A lesser-known band, but one that's easily as inventive and respected in certain circles as Starflyer 59 and David Bazan, is mewithoutYou. They formed out of the Philadelphia hardcore scene in the late '90s, have been on Tooth and Nail – the same label Starflyer and Pedro the Lion got their start on – since their first album in 2002, and have toured with David Bazan a couple times. The first album was pretty hard stuff, with singer Aaron Weiss doing more speaking/shouting than singing, but each successive album has gotten a little softer, with Weiss singing more and more.

Their fourth and most recent album, "It's All Crazy! It's All False! It's All a Dream! It's Alright!" finds Weiss given over to singing every song and the band playing stuff that is a kind of gypsy/folk sound. It's also the first album ever on a Christian label and sold in Christian stores that's a largely Muslim work. Weiss and his brother were raised by parents who were into the Sufi faith, and this album has that kind of thing all over it.  In fact, the album title is a quote from Bawa Muhaiyaddeen, an important Sufi mystic, and some of the songs are his parables [see video above].

For my money, it might be the best Christian album ever. It's got talking animals and food, songs about King David and a baby Jesus, themes of environmental responsibility (the band drives around in an old bus converted to cooking oil), and one-ness with everyone else. It even closes with a song repeatedly using the name "Allah" for God. Musically it's outstanding too, and their live performances are as energetic and engaging as any band I've ever seen.

Weiss talked about his faith with Relevant magazine:

I read that a few years ago, Christianity was just "business" to you and that you wanted to "just make out with chicks" (at one point). It wasn't until you spent a time in a communal living situation that things changed for you. What made you join that commune?
I suppose it was a longing for something real, something different than what I'd known. The Christianity I'd been exposed to was primarily concerned with the afterlife, little concern for people's tangible, immediate needs. We pray, of course, "your kingdom come … on earth as it is in heaven," and I found myself wondering what the world would look like if the kingdom did come, if it were a paradise, right here, today. And it seemed like communal living was a step in that direction.

Have you received direct criticism to your way of life from other Christians? What was it, and how did you deal with it?
Not as much as I'd hope. When criticism does come, I usually think, "Finally, I must be doing something right!"

What were your friends' and family's reactions to your life change? Was it immediate, or did the Aaron Weiss we see today emerge slowly?
For a while there was a gradual turning, with one single experience bringing about a sudden and dramatic change almost three years ago. I think people worried about me. I was feverish, couldn't sleep much, woke up trembling. I would ramble on, trying to communicate what was inside, to share what had been given to me. It didn't work—I've had to learn to be quiet, to listen, to show it instead.

How does your view of Christianity affect your desire to, or lack of desire, to be married?
Jesus said that it's better for a man not to marry. Paul wrote the same thing. I see it as a sort of a concession I'll have to make if I don't have the faith to find contentment in my God alone. That I may need such a compromise seems likely, as I've always had a passion for that sort of union, and I get lonely. I don't so much mean sexually, but mostly I long for companionship and a deep friendship. If God is willing though, maybe I could find that in the Holy Ghost.

Another reader corrects me on previous entry:

There a small error in your post regarding Neutral Milk Hotel.  Mangum did NOT talk about his faith to Pitchfork in 2008.  Rather, in 2008, Pitchfork posted an interview from all the way back in December 1997.  Big deal, you might say.  I bring this up only because Mangum retreated from public life shortly after In The Aeroplane Over the Sea was released and, at least as far as I know, hasn't done an interview in many years so the suggestion he gave an interview in 2008 might surprise a few people.

Mangum's retreat from public life is itself a pretty interesting story.  Since about 2001, he has only played at a couple of benefit shows for friends.

● ● ● ●

# What you have to do
Reproduce the passage of the post about mewithoutYou that begins at the words "Another reader corrects" and stops after "a few people.", word for word.

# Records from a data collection
● ● ● ●

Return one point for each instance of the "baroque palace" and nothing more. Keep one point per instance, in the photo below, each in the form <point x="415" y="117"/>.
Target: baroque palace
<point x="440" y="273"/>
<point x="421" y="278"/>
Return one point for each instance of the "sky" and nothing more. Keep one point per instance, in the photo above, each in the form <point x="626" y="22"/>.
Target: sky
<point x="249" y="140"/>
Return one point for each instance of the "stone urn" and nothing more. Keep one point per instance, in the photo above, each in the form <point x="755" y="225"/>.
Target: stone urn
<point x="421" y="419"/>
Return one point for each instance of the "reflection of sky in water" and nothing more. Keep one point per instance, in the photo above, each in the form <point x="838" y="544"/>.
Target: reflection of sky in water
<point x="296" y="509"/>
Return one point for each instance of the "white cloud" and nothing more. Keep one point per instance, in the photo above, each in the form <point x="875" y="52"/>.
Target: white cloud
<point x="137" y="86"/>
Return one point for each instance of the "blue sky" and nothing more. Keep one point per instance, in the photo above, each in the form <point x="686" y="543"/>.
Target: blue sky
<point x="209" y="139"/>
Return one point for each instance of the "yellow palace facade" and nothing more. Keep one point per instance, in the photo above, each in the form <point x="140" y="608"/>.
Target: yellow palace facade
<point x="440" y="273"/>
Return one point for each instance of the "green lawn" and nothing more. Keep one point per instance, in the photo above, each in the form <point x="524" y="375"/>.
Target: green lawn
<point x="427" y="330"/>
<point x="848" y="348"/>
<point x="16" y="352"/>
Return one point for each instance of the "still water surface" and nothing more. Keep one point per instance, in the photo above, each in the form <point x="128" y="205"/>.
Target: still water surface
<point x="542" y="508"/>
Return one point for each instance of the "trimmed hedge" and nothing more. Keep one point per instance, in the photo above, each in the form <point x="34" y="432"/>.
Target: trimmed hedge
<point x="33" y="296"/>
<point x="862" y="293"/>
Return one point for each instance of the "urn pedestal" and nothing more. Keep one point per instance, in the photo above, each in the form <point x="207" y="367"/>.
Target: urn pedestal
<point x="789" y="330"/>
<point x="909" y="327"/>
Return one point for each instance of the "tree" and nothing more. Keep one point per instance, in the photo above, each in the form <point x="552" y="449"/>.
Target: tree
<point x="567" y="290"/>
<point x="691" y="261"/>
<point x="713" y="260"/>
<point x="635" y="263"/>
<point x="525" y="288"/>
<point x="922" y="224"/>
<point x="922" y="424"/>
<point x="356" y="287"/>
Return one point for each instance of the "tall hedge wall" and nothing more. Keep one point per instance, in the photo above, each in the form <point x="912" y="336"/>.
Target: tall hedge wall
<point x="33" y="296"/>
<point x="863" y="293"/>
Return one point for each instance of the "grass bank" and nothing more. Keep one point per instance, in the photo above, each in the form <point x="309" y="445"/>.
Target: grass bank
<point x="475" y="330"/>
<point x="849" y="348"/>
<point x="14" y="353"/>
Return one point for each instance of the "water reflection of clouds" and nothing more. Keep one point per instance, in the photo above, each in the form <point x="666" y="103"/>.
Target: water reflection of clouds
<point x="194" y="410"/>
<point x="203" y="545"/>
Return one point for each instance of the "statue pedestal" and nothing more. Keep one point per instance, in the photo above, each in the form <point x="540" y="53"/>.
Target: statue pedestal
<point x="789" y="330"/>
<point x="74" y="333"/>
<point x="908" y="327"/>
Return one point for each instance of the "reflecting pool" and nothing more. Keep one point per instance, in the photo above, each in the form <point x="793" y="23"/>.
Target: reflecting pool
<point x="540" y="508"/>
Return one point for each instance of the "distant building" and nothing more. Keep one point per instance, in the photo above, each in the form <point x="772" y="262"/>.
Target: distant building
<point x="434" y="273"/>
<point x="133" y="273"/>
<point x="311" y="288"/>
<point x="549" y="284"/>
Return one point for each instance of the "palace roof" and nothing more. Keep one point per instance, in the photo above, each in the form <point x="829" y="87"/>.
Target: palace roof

● ● ● ●

# Solution to this problem
Another reader corrects me on previous entry:

There a small error in your post regarding Neutral Milk Hotel.  Mangum did NOT talk about his faith to Pitchfork in 2008.  Rather, in 2008, Pitchfork posted an interview from all the way back in December 1997.  Big deal, you might say.  I bring this up only because Mangum retreated from public life shortly after In The Aeroplane Over the Sea was released and, at least as far as I know, hasn't done an interview in many years so the suggestion he gave an interview in 2008 might surprise a few people.